EXTRAHIERTER TEXT ::
Das zutiefst Menschliche in uns zu entdecken wird unsere wichtigste Aufgabe im 21. Jahrhundert sein“, so Gerald Hüther. Er ist bekannt als Hirnforscher, Neurobiologe und für seine Bücher. Von seinem Bestseller „Würde – Was uns stark macht – als Einzelne & als Gesellschaft“ bis zu seiner Neuerscheinung – ebenso ein Spiegelbestseller – „Lieblosigkeit macht krank“ wird er von einem breiten Publikum für seine lebendige und verständliche Vermittlung von Wissenschaft wertgeschätzt. In einem 50-minütigen Online-Dialog spricht er in einer gewohnten Klarheit, mit „nährstoffreichem“ Wissen über menschliche Qualitäten, die es in den nächsten Jahren v.a. wegen herausfordernden Krisen bedarf, über seine neue Initiative „liebevoll.jetzt“ und warum der Mensch immer noch im Übergang vom Affen zum Homo Sapiens ist.

Was wir im Augenblick sehen, ist, dass sehr viele Menschen ihre Verbundenheit zum Lebendigen weitgehend verloren haben.“ Wenn Gerald Hüther vom Lebendigen, von der Lebendigkeit spricht, spricht er von der Natur des Selbst, das über die Ich-Begrenzung hinausgeht. Von dem, das in uns allen ist, von dem wir umgeben sind. Doch die Form des individuellen, kollektiven Egoismus macht eben „Lärm“, wodurch wir das überhören, übersehen, was eigentlich auch da wäre – genau genommen stets ist, und obendrein nährt, verbindet. „Als Hirnforscher kann ich sagen, dass das durchaus verständlich ist, weil wir Menschen ja keine fest-gefügten genetischen Programme haben, die uns dann dazu bringen, uns einigermaßen so zu verhalten, dass wir nicht ins Unglück rennen. – Wir leiten unser Denken, Fühlen und Handeln von den Vorstellungen ab, die wir im Laufe des Lebens gewonnen haben, worauf es denn im Leben ankommt. – Wir sind im tiefsten Sinne eben Suchende. Und das Merkmal eines Suchenden ist es, dass er sich verirren kann.“ Findet er den Weg nicht mehr zurück, dann führt dies dazu, so Hüther, dass der Lebensweg irgendwann immer unbegehbarer wird, immer mehr Widersprüche entstehen. Und dann ist es meistens nur noch über eine tiefe Rückbesinnung möglich, den Weg wiederzufinden. – Und ja, wenn man das nicht freiwillig will, dann muss man warten, bis es wirklich nicht mehr weitergeht und man in einer Lebenskrise oder in einer gesellschaftlichen Krise, wie jetzt der ‚Corona Krise‘ gelandet ist.“ Gerald Hüther ist der Auffassung, dass Kinder so früh und viel wie möglich Naturerfahrungen machen sollen, und empfiehlt dies immer noch, doch für Erwachsene versucht er es über einen anderen Ansatz: “Es gibt etwas, was sozusagen das Lebendigste ist, und uns am allernächsten ist. Und das ist nicht draußen die Natur. Das ist unsere eigene Lebendigkeit und deshalb könnten wir uns auch gegenseitig helfen, unsere eigene Lebendigkeit wieder zu entdecken.

WORUM ES GEHT ::
Gib aus dem Text über Gerald Hüther den Abschnitt von „Das zutiefst Menschliche“ bis einschließlich „Homo Sapiens ist.“ wortgetreu aus.

DATENZEILEN ::
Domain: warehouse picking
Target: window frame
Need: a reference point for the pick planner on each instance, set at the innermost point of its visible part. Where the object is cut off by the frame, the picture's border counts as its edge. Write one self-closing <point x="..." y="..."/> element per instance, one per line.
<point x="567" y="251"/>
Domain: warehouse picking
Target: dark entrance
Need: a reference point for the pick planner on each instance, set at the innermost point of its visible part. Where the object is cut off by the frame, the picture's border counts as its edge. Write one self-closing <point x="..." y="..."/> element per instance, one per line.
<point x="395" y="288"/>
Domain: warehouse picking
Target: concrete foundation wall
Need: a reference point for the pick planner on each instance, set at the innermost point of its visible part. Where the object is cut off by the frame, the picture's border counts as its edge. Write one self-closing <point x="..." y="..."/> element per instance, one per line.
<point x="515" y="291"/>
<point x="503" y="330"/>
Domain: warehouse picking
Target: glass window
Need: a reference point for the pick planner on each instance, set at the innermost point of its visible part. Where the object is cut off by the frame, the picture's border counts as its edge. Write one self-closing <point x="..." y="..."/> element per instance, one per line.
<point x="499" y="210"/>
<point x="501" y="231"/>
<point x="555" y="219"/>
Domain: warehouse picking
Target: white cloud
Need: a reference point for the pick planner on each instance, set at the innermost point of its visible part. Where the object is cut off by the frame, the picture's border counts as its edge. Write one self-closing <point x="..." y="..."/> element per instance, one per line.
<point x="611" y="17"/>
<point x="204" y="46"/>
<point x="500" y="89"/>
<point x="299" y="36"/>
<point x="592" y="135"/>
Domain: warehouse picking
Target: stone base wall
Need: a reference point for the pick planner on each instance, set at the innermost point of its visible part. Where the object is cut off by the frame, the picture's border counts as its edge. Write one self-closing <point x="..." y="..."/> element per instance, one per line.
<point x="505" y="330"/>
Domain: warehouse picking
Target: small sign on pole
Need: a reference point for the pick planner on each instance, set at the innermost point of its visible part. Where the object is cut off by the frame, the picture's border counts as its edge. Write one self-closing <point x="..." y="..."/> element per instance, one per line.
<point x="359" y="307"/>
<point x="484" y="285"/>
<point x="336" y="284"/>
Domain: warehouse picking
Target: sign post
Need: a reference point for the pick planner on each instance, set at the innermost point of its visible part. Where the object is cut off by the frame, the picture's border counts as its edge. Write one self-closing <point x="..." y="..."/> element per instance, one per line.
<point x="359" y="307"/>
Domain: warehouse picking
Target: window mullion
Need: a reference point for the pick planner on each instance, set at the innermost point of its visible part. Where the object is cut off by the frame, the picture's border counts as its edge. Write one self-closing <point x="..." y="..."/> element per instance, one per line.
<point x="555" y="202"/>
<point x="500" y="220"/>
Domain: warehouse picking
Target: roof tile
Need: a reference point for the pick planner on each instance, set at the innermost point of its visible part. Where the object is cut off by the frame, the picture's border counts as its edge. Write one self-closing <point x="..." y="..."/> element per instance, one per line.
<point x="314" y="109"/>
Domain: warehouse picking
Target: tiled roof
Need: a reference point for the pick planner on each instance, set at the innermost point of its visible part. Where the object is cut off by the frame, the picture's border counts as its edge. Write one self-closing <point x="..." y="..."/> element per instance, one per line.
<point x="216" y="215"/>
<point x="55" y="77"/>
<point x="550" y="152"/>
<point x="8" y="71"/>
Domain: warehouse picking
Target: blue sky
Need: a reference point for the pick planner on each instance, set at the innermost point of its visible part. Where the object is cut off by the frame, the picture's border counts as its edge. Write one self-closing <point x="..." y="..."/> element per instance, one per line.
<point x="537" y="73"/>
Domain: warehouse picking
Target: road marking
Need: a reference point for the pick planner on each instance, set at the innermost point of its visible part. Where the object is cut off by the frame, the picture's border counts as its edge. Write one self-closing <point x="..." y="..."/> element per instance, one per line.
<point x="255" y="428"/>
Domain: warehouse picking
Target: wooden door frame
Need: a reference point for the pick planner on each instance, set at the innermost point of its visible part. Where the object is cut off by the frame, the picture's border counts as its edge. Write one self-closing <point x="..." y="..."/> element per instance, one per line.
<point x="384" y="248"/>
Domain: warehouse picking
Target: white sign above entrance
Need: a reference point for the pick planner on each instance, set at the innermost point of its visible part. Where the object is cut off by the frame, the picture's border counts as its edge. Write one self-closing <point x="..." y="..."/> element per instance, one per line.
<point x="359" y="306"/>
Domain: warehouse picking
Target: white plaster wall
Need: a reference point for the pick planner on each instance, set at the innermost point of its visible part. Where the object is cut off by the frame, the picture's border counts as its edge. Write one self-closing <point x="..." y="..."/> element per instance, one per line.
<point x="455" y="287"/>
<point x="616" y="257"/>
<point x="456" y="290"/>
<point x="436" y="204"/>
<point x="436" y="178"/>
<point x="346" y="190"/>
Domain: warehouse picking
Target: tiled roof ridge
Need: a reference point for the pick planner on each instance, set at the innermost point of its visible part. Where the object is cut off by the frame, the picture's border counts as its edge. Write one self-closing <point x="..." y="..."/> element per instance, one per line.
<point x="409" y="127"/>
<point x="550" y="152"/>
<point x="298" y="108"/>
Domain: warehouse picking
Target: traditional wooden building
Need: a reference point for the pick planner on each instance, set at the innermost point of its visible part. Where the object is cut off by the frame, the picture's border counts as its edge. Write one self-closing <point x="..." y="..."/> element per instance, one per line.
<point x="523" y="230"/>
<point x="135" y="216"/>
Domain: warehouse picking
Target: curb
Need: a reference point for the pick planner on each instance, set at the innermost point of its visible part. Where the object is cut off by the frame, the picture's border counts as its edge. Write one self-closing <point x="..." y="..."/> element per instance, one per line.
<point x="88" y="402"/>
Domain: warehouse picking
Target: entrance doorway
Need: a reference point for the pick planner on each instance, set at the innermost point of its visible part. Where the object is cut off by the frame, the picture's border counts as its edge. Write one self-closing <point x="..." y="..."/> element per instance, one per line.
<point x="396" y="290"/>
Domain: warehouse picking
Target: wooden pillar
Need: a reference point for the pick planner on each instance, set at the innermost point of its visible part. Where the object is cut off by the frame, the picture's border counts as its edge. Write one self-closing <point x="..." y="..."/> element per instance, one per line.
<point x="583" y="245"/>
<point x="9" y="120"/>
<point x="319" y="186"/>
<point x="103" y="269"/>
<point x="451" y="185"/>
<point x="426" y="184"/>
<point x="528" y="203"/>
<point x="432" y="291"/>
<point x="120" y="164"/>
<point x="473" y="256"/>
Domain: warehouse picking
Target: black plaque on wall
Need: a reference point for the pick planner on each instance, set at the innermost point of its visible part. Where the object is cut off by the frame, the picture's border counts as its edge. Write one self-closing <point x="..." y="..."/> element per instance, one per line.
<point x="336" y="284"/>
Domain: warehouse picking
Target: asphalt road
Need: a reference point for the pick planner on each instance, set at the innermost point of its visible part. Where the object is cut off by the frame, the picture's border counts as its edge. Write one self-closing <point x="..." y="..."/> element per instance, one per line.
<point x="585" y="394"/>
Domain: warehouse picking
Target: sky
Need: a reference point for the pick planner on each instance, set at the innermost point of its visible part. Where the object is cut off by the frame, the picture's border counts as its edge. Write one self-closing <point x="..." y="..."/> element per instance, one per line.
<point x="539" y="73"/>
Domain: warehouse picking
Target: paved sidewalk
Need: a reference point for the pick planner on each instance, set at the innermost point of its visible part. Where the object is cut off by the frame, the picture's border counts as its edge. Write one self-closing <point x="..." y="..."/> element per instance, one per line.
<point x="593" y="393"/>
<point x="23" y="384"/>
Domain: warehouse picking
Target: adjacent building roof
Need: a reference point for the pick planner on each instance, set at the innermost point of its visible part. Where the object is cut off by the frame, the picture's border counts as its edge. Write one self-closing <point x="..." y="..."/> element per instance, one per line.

ERGEBNIS DER AUFGABE ::
Das zutiefst Menschliche in uns zu entdecken wird unsere wichtigste Aufgabe im 21. Jahrhundert sein“, so Gerald Hüther. Er ist bekannt als Hirnforscher, Neurobiologe und für seine Bücher. Von seinem Bestseller „Würde – Was uns stark macht – als Einzelne & als Gesellschaft“ bis zu seiner Neuerscheinung – ebenso ein Spiegelbestseller – „Lieblosigkeit macht krank“ wird er von einem breiten Publikum für seine lebendige und verständliche Vermittlung von Wissenschaft wertgeschätzt. In einem 50-minütigen Online-Dialog spricht er in einer gewohnten Klarheit, mit „nährstoffreichem“ Wissen über menschliche Qualitäten, die es in den nächsten Jahren v.a. wegen herausfordernden Krisen bedarf, über seine neue Initiative „liebevoll.jetzt“ und warum der Mensch immer noch im Übergang vom Affen zum Homo Sapiens ist.